Work order: Retype exactly the lines below, starting with the line that contains "column 514, row 558" and ending with the last line; leave out any pictures.

Exercise input:
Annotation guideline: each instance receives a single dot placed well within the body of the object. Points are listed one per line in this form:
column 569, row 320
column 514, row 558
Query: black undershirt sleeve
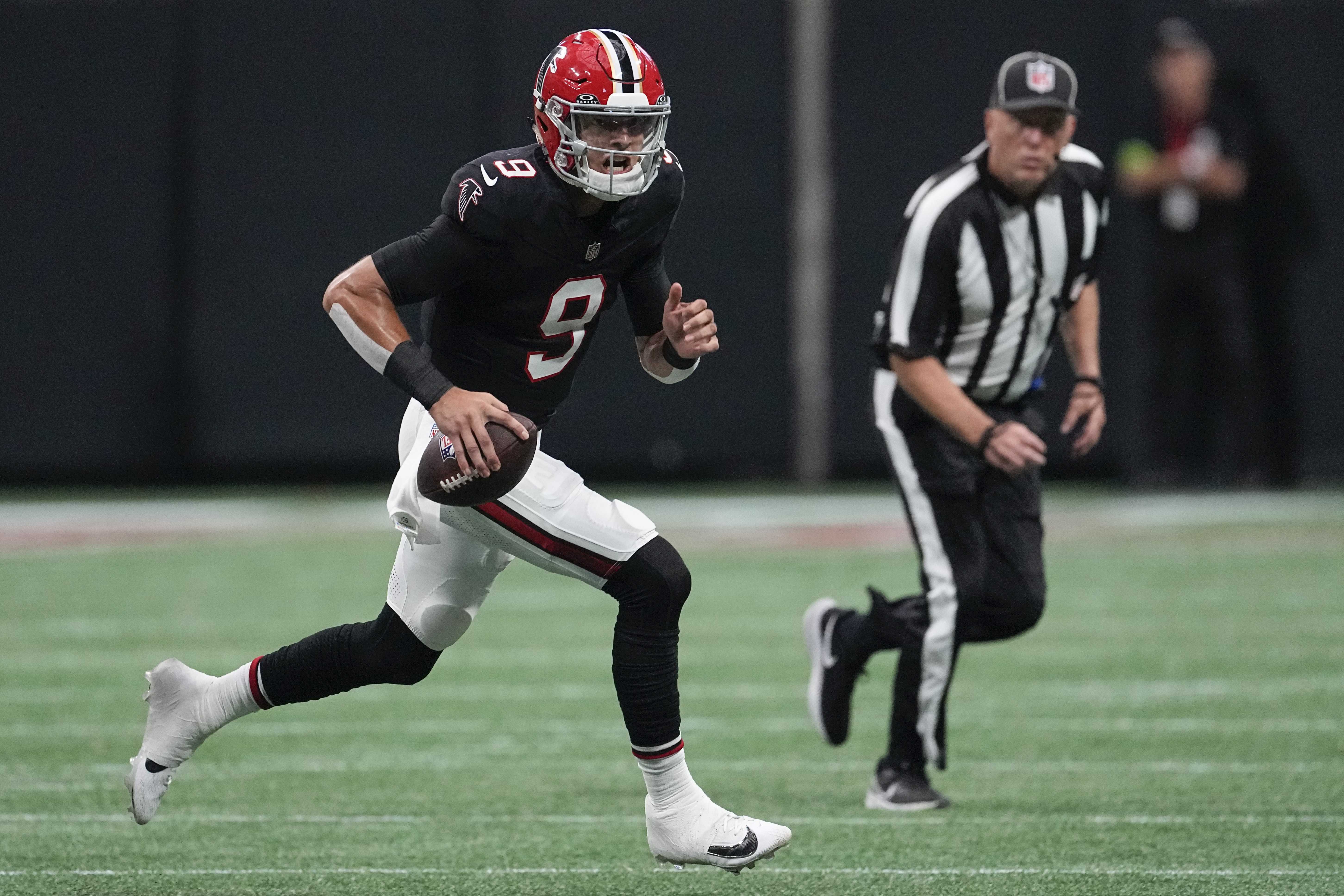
column 427, row 264
column 646, row 291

Answer space:
column 514, row 558
Query: black undershirt sleeve
column 427, row 264
column 646, row 291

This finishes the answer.